WHAT YOU ARE ASKED TO DO: Extract the entries in their exact form.

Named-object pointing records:
--- Begin ---

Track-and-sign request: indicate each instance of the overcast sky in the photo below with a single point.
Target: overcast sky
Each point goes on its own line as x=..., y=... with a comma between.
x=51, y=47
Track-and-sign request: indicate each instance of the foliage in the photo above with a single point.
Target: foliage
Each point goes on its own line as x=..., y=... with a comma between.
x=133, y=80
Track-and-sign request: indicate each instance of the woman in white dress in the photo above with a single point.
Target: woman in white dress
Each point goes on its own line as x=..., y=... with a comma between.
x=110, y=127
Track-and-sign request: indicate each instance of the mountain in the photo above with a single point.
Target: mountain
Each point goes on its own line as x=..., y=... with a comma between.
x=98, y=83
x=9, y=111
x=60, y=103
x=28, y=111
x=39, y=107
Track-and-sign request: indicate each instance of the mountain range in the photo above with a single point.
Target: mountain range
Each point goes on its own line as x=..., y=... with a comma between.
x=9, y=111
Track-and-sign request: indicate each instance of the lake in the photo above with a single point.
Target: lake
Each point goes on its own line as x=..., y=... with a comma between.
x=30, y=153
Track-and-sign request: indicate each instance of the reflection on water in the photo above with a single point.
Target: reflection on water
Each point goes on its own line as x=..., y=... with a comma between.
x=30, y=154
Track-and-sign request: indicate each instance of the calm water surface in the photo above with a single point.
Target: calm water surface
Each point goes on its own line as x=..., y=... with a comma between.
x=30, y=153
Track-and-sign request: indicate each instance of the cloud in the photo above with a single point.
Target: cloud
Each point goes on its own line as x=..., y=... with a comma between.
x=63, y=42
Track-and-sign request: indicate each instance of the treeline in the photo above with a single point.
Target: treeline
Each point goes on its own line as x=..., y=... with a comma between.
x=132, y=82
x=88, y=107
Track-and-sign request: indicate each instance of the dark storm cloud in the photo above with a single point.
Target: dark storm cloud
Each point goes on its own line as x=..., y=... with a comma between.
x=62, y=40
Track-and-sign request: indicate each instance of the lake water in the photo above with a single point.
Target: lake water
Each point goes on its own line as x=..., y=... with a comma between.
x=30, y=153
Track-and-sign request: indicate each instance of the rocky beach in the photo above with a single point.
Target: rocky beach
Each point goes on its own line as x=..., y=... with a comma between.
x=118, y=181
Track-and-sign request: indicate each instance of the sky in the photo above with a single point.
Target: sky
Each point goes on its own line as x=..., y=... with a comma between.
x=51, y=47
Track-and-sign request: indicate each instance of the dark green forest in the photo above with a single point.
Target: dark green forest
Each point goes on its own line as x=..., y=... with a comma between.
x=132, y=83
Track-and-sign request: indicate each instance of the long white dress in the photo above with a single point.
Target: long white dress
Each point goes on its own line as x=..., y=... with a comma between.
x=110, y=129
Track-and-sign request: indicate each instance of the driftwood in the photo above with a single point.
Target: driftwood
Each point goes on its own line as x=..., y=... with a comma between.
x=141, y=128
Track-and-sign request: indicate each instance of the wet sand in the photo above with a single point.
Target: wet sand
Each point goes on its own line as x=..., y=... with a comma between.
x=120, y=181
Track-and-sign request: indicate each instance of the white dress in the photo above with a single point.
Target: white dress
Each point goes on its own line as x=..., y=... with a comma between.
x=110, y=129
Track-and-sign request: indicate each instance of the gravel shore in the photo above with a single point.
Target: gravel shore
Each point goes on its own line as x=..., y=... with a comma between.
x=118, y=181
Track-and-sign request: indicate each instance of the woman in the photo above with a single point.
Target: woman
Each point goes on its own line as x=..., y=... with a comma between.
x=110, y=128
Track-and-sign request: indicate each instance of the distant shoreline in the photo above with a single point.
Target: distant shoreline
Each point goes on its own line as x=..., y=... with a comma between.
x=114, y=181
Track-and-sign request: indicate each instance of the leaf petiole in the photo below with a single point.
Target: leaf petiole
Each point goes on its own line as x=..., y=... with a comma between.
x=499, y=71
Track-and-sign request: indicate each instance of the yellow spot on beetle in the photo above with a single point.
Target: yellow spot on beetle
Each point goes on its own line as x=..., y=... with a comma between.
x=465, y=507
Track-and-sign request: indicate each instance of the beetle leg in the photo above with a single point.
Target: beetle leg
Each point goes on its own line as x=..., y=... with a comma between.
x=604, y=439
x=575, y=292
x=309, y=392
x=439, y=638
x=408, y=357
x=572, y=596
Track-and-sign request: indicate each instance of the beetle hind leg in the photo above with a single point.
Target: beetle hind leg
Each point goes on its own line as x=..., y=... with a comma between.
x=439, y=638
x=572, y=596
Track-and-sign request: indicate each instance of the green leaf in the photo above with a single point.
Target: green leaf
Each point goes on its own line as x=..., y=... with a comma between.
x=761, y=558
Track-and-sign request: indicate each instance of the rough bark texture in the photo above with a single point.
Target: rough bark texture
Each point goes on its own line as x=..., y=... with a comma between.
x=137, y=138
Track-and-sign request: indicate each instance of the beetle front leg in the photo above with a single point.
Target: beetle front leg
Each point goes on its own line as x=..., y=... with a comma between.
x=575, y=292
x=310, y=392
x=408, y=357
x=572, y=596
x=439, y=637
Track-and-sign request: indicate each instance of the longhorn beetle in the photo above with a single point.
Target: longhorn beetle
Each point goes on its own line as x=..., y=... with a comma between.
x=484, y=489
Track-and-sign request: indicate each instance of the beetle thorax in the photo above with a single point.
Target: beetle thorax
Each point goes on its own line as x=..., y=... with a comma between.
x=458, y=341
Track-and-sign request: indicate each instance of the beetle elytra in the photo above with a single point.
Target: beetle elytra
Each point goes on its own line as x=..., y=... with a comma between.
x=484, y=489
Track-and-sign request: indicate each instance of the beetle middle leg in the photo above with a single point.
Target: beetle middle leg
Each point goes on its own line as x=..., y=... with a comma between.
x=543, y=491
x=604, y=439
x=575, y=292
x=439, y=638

--- End ---

SOLUTION TO THIS EXERCISE:
Track-and-sign request: indicate each instance of the overcast sky in the photo below with a single point.
Target: overcast sky
Each point goes on its own line as x=..., y=... with a comma between.
x=51, y=47
Track-and-sign request: indicate each instance of the foliage in the photo above with a single point.
Target: foliage
Each point goes on its own line as x=..., y=... with a comma between.
x=133, y=80
Track-and-sign request: indicate each instance of the woman in white dress in the photo above with a single point.
Target: woman in white dress
Each point goes on its own line as x=..., y=... with a comma between.
x=110, y=127
Track-and-sign request: indicate each instance of the mountain in the photo above with a single point.
Target: mountain
Each point goes on its own line as x=..., y=... with a comma between.
x=98, y=83
x=9, y=111
x=60, y=103
x=28, y=111
x=39, y=107
Track-and-sign request: indicate each instance of the mountain range in the photo above with a single point.
Target: mountain range
Each point goes on its own line as x=..., y=... with a comma between.
x=9, y=111
Track-and-sign request: indicate each instance of the lake in the photo above with a single point.
Target: lake
Each point goes on its own line as x=..., y=... with a comma between.
x=30, y=153
Track-and-sign request: indicate each instance of the reflection on water in the photo above with a single point.
Target: reflection on water
Each point goes on its own line as x=..., y=... with a comma between.
x=30, y=154
Track-and-sign request: indicate each instance of the calm water surface in the photo above with a single point.
Target: calm water surface
Each point goes on its own line as x=..., y=... with a comma between.
x=30, y=153
Track-and-sign request: indicate each instance of the cloud in the photo above with a single point.
Target: cloud
Each point goes on its own line as x=..., y=... with a comma between.
x=63, y=42
Track-and-sign request: indicate each instance of the treeline in the photo above with a single point.
Target: treeline
Each point goes on its own line as x=..., y=... with a comma between.
x=132, y=82
x=88, y=107
Track-and-sign request: indicate each instance of the dark storm cloud in the photo above with a single point.
Target: dark storm cloud
Each point goes on its own line as x=..., y=... with a comma between.
x=62, y=40
Track-and-sign request: indicate each instance of the lake water in the photo above with a single point.
Target: lake water
Each point goes on its own line as x=..., y=... with a comma between.
x=30, y=153
Track-and-sign request: indicate each instance of the rocky beach in the photo above with a single point.
Target: rocky beach
Each point goes on its own line as x=..., y=... with a comma between.
x=118, y=181
Track-and-sign request: indicate each instance of the sky in the photo above with a single point.
Target: sky
Each point goes on its own line as x=..., y=... with a comma between.
x=51, y=47
Track-and-sign request: indicate each instance of the dark green forest in the photo above with a single point.
Target: dark green forest
Each point goes on its own line as x=..., y=... with a comma between.
x=132, y=83
Track-and-sign request: indicate each instance of the long white dress in the photo above with a single point.
Target: long white dress
Each point goes on its own line as x=..., y=... with a comma between.
x=110, y=129
Track-and-sign request: indicate each instance of the driftwood in the photo above with a single point.
Target: driftwood
Each point goes on its own line as x=..., y=... with a comma between.
x=141, y=128
Track-and-sign request: indicate each instance of the wet sand in the photo above with a single point.
Target: wet sand
Each point goes on its own line as x=..., y=... with a comma between.
x=120, y=181
Track-and-sign request: indicate each instance of the white dress in the photo above with a single point.
Target: white dress
Each point goes on its own line as x=..., y=... with a comma between.
x=110, y=129
Track-and-sign request: indicate each instance of the gravel shore in the photo above with a single point.
Target: gravel shore
Each point goes on its own line as x=..., y=... with a comma between.
x=118, y=181
Track-and-sign request: indicate each instance of the woman in the photo above with a single point.
Target: woman
Each point goes on its own line as x=..., y=... with a comma between.
x=110, y=128
Track-and-sign request: indicate each instance of the distant shoreline in the photo above with a single point.
Target: distant shoreline
Each point goes on its own line as x=..., y=... with a comma between.
x=114, y=181
Track-and-sign request: indicate each instance of the leaf petiole in the photo below with a single point.
Target: leaf petiole
Each point goes on its own line as x=..., y=... with a comma between.
x=499, y=71
Track-and-sign request: indicate each instance of the yellow spot on beetle in the photo above with a single point.
Target: yellow spot on beetle
Each point goes on its own line as x=..., y=... with a comma between.
x=465, y=507
Track-and-sign request: indicate each instance of the beetle leg in the photo above with a single point.
Target: beetle leg
Each point goes on its own line as x=..., y=... with a comma between.
x=604, y=439
x=575, y=292
x=309, y=392
x=439, y=638
x=408, y=357
x=572, y=596
Track-and-sign request: indicate each instance of the beetle hind leg in the photo above with a single point.
Target: beetle hind leg
Each point goes on its own line as x=..., y=... with a comma between.
x=439, y=638
x=572, y=596
Track-and-sign request: indicate each instance of the green leaf in the photo above with a single point.
Target: green leaf
Each point goes on its own line as x=..., y=... with a comma between.
x=761, y=558
Track-and-sign request: indicate each instance of the rough bark texture in the photo above with a single point.
Target: rough bark texture
Each point goes on its own line as x=..., y=... with a comma between.
x=137, y=138
Track-and-sign request: indicate each instance of the beetle front leg in the photo above with a single point.
Target: beetle front leg
Each point goes on its own line as x=..., y=... with a comma between.
x=575, y=292
x=310, y=392
x=408, y=357
x=572, y=596
x=439, y=637
Track-and-sign request: indicate each instance of the longhorn beetle in the photo above with a single point.
Target: longhorn beetle
Each point goes on its own line as x=..., y=... with a comma between.
x=484, y=489
Track-and-sign request: indicate each instance of the beetle thorax in the photo above with a single point.
Target: beetle thorax
Each point goes on its own line as x=..., y=... with a comma between.
x=458, y=341
Track-and-sign request: indicate each instance of the beetle elytra in the photo above with a single point.
Target: beetle elytra
Each point goes on its own line as x=..., y=... with a comma between.
x=484, y=489
Track-and-sign request: indicate each instance of the beetle middle leg in the photo above with a single point.
Target: beetle middle leg
Each point goes on its own line as x=..., y=... with a comma between.
x=543, y=491
x=604, y=439
x=575, y=292
x=439, y=638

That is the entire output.